#### WHAT YOU NEED TO DO
Format the lines of the items below as a JSON list of strings, one string per line and no blank lines. Begin at the line that has "Could you tag the thumb" and stop after the line that has "point(259, 82)".

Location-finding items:
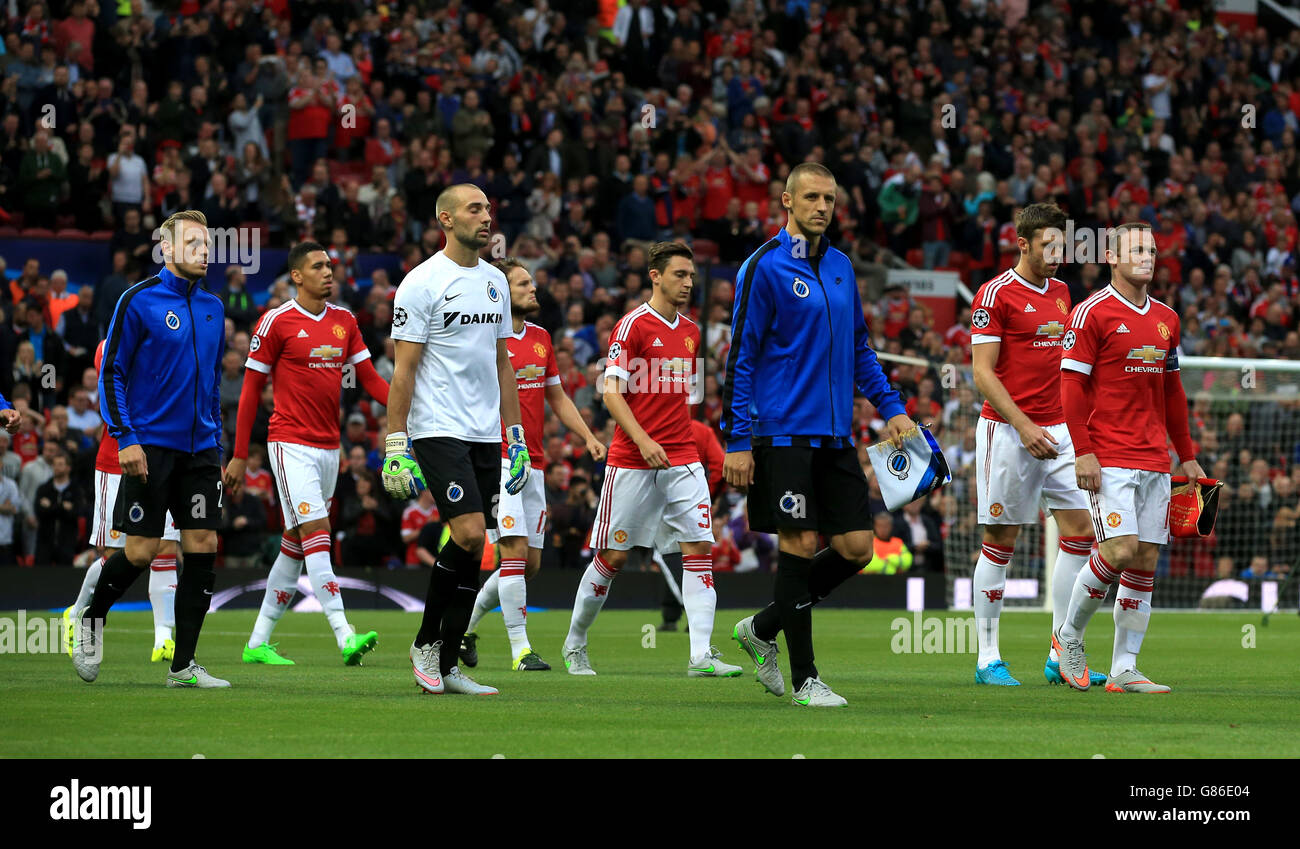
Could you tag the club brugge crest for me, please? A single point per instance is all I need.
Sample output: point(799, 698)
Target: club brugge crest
point(898, 463)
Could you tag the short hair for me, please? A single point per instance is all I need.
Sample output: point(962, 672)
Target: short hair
point(169, 226)
point(1039, 216)
point(798, 172)
point(1117, 234)
point(298, 254)
point(661, 252)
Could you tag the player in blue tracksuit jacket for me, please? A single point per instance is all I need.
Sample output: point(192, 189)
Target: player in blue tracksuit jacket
point(159, 393)
point(798, 351)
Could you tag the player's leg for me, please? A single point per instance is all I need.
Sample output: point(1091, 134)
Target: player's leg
point(194, 496)
point(1136, 581)
point(629, 502)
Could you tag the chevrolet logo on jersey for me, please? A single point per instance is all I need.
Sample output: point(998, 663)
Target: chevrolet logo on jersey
point(469, 317)
point(1147, 354)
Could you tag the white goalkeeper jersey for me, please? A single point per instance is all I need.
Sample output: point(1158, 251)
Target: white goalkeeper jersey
point(458, 315)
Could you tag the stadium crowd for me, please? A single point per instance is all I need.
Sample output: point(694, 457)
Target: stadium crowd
point(597, 128)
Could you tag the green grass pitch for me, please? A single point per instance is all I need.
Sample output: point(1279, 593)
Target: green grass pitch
point(1229, 701)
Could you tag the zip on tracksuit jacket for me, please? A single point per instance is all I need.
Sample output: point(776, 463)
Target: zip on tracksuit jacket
point(161, 378)
point(798, 350)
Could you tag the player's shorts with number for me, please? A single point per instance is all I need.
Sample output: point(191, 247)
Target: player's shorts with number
point(1013, 484)
point(636, 505)
point(1131, 502)
point(102, 535)
point(524, 512)
point(304, 480)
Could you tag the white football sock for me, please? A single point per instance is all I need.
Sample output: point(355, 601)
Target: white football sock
point(592, 592)
point(700, 598)
point(485, 602)
point(1073, 555)
point(163, 597)
point(514, 605)
point(89, 585)
point(989, 581)
point(281, 585)
point(320, 571)
point(1090, 590)
point(1132, 615)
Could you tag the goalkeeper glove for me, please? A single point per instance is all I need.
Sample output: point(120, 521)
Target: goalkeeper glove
point(520, 464)
point(402, 475)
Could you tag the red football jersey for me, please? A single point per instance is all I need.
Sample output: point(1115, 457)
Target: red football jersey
point(658, 359)
point(304, 356)
point(107, 459)
point(533, 360)
point(1126, 350)
point(1028, 321)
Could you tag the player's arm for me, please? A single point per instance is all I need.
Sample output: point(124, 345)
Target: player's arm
point(1035, 438)
point(124, 339)
point(618, 406)
point(752, 317)
point(871, 380)
point(568, 415)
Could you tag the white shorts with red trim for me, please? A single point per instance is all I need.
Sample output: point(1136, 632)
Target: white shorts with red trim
point(304, 480)
point(1131, 502)
point(524, 512)
point(102, 535)
point(1013, 485)
point(637, 506)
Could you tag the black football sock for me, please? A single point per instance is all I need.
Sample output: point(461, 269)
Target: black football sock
point(193, 598)
point(115, 577)
point(455, 618)
point(794, 606)
point(443, 581)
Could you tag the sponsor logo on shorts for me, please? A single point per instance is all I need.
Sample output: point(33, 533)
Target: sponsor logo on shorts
point(898, 463)
point(794, 505)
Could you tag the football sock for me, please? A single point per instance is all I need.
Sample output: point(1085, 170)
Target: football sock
point(794, 606)
point(455, 616)
point(1132, 615)
point(701, 600)
point(830, 570)
point(193, 598)
point(163, 597)
point(443, 580)
point(592, 592)
point(514, 605)
point(989, 581)
point(488, 598)
point(1090, 590)
point(281, 585)
point(320, 571)
point(115, 579)
point(89, 583)
point(1071, 558)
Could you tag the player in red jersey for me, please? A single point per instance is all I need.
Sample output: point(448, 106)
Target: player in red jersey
point(1123, 402)
point(303, 346)
point(653, 475)
point(1023, 457)
point(521, 518)
point(108, 480)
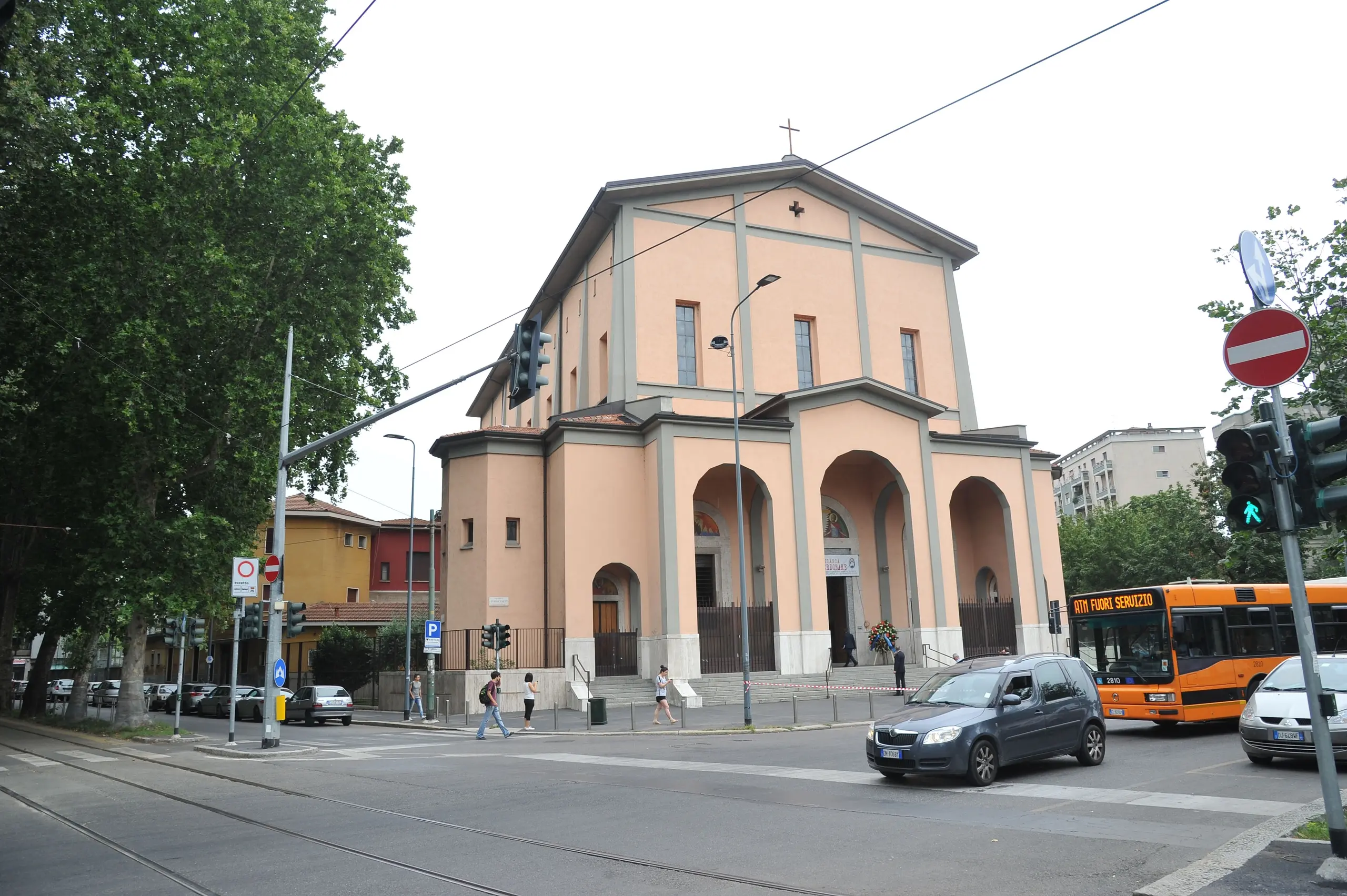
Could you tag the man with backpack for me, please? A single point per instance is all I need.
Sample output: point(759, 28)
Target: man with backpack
point(489, 698)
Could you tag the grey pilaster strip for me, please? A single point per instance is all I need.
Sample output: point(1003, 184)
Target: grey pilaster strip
point(962, 378)
point(745, 343)
point(862, 316)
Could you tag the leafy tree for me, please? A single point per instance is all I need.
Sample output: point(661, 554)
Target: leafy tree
point(344, 657)
point(157, 240)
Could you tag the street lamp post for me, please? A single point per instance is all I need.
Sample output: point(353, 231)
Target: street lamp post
point(411, 551)
point(721, 343)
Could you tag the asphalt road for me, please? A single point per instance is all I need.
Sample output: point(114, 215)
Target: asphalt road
point(799, 810)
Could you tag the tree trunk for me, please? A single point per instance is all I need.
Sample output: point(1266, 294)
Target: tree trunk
point(131, 713)
point(35, 698)
point(8, 608)
point(83, 655)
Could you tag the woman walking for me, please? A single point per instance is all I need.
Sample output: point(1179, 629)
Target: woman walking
point(530, 696)
point(662, 700)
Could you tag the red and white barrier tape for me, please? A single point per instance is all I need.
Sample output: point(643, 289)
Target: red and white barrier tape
point(831, 688)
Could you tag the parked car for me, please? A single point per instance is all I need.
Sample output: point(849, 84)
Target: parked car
point(159, 696)
point(249, 704)
point(108, 693)
point(981, 714)
point(192, 694)
point(217, 702)
point(318, 704)
point(1276, 719)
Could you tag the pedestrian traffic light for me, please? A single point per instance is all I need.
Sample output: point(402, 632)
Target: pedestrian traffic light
point(1249, 453)
point(1316, 499)
point(294, 618)
point(528, 357)
point(249, 626)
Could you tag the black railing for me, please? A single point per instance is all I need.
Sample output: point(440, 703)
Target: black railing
point(615, 654)
point(720, 635)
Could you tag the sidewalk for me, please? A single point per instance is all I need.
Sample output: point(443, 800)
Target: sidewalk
point(812, 713)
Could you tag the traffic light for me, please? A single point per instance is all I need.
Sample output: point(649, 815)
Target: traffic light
point(1248, 452)
point(525, 378)
point(294, 618)
point(1316, 469)
point(249, 626)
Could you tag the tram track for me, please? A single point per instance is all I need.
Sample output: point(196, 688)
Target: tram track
point(467, 829)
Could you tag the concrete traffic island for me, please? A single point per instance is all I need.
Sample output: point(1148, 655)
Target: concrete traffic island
point(254, 751)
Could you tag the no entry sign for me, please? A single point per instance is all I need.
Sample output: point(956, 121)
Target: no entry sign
point(1266, 348)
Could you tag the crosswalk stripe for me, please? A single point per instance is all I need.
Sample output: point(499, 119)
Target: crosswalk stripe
point(1234, 805)
point(88, 758)
point(33, 760)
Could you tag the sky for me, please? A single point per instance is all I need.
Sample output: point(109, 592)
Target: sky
point(1095, 185)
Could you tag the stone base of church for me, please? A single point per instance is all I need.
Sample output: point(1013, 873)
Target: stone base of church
point(803, 652)
point(946, 640)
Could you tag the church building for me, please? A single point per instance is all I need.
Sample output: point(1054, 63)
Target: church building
point(605, 505)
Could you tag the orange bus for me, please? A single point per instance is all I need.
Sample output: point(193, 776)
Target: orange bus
point(1194, 651)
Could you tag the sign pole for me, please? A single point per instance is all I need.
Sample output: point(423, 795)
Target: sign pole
point(1309, 650)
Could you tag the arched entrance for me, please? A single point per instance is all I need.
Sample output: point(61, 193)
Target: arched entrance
point(720, 621)
point(867, 554)
point(984, 557)
point(617, 612)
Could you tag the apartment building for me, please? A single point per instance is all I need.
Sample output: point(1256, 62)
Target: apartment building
point(1117, 465)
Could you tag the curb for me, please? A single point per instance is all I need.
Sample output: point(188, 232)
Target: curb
point(1232, 854)
point(235, 752)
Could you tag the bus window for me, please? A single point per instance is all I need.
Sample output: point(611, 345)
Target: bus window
point(1199, 635)
point(1250, 631)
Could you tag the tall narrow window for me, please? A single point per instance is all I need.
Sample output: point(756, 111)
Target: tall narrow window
point(686, 324)
point(910, 363)
point(805, 354)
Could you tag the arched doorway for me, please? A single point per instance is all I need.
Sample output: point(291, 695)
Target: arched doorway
point(984, 558)
point(720, 623)
point(617, 612)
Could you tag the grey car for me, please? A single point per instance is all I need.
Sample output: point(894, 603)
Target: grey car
point(318, 704)
point(981, 714)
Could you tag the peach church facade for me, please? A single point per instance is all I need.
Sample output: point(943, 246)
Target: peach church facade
point(605, 505)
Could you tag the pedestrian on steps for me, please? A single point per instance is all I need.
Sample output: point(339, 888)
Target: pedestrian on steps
point(662, 696)
point(530, 697)
point(492, 709)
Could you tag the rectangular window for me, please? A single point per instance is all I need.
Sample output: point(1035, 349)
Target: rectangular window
point(805, 354)
point(910, 363)
point(685, 323)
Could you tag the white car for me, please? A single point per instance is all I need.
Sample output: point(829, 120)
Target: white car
point(1276, 719)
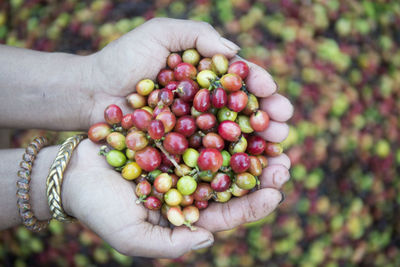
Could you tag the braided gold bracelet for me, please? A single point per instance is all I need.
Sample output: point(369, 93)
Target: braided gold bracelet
point(24, 173)
point(56, 175)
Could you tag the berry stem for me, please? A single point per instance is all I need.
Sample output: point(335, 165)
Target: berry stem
point(160, 146)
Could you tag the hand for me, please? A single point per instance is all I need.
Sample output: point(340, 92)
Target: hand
point(101, 199)
point(143, 52)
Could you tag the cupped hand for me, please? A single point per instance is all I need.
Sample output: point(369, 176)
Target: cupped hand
point(101, 199)
point(141, 53)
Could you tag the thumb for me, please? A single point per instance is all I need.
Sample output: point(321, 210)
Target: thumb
point(177, 35)
point(163, 242)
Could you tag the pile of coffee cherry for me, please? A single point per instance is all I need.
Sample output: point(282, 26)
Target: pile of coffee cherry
point(190, 138)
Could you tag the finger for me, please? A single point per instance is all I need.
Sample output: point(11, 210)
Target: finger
point(249, 208)
point(276, 132)
point(162, 242)
point(282, 159)
point(274, 176)
point(177, 35)
point(278, 107)
point(259, 82)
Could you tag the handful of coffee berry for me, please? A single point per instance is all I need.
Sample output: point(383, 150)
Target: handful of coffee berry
point(190, 138)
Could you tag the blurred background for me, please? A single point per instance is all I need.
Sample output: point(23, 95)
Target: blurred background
point(337, 61)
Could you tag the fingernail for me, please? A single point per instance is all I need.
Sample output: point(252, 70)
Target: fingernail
point(203, 244)
point(229, 44)
point(283, 197)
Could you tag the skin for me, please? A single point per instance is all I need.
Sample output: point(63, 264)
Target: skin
point(74, 97)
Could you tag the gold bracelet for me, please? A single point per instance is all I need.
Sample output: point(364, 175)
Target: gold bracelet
point(56, 175)
point(24, 173)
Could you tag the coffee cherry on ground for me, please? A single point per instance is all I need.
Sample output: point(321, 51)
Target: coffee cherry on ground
point(186, 185)
point(221, 182)
point(229, 130)
point(143, 189)
point(223, 196)
point(226, 158)
point(205, 78)
point(165, 76)
point(191, 214)
point(187, 89)
point(273, 149)
point(191, 56)
point(166, 97)
point(136, 140)
point(158, 109)
point(240, 68)
point(144, 87)
point(185, 125)
point(168, 119)
point(239, 162)
point(190, 157)
point(244, 124)
point(237, 101)
point(167, 162)
point(213, 140)
point(180, 107)
point(201, 101)
point(115, 158)
point(205, 64)
point(182, 170)
point(251, 106)
point(201, 205)
point(163, 182)
point(187, 200)
point(175, 143)
point(245, 181)
point(259, 121)
point(173, 197)
point(220, 63)
point(136, 101)
point(206, 121)
point(225, 114)
point(156, 129)
point(185, 71)
point(148, 158)
point(237, 191)
point(203, 192)
point(141, 119)
point(256, 145)
point(263, 160)
point(231, 82)
point(210, 159)
point(255, 166)
point(113, 114)
point(131, 171)
point(130, 154)
point(173, 60)
point(153, 98)
point(98, 132)
point(195, 140)
point(152, 203)
point(175, 216)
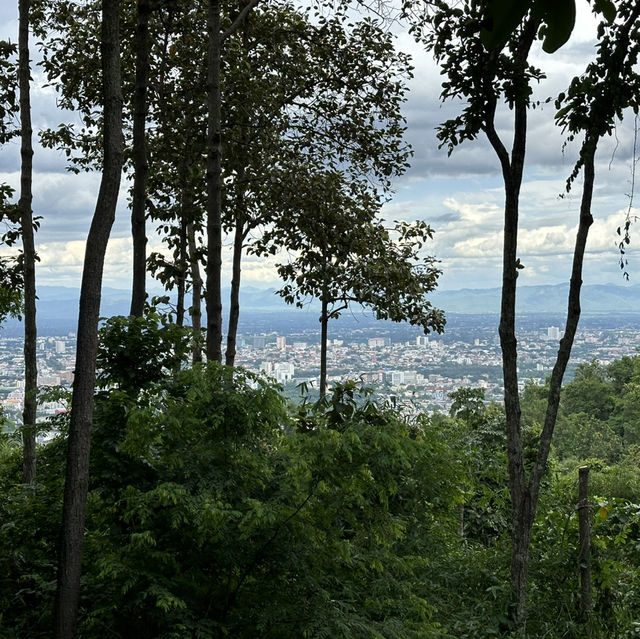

#### ANSWER TO THIS PROBLEM
[
  "Could you tag the thumb for me, please? A single point per instance is all I need.",
  "Sample output: point(321, 210)",
  "Target: thumb",
  "point(177, 35)",
  "point(163, 242)",
  "Could you tag the pile of coffee cherry for me, please? A single point per instance is all I need.",
  "Sample output: point(282, 26)",
  "Target: pile of coffee cherry",
  "point(190, 138)",
  "Could you tag the finger for me, please? A single point per instance is all I need.",
  "Sample output: point(11, 210)",
  "Target: finger",
  "point(249, 208)",
  "point(276, 132)",
  "point(162, 242)",
  "point(282, 159)",
  "point(274, 176)",
  "point(177, 35)",
  "point(278, 107)",
  "point(259, 82)"
]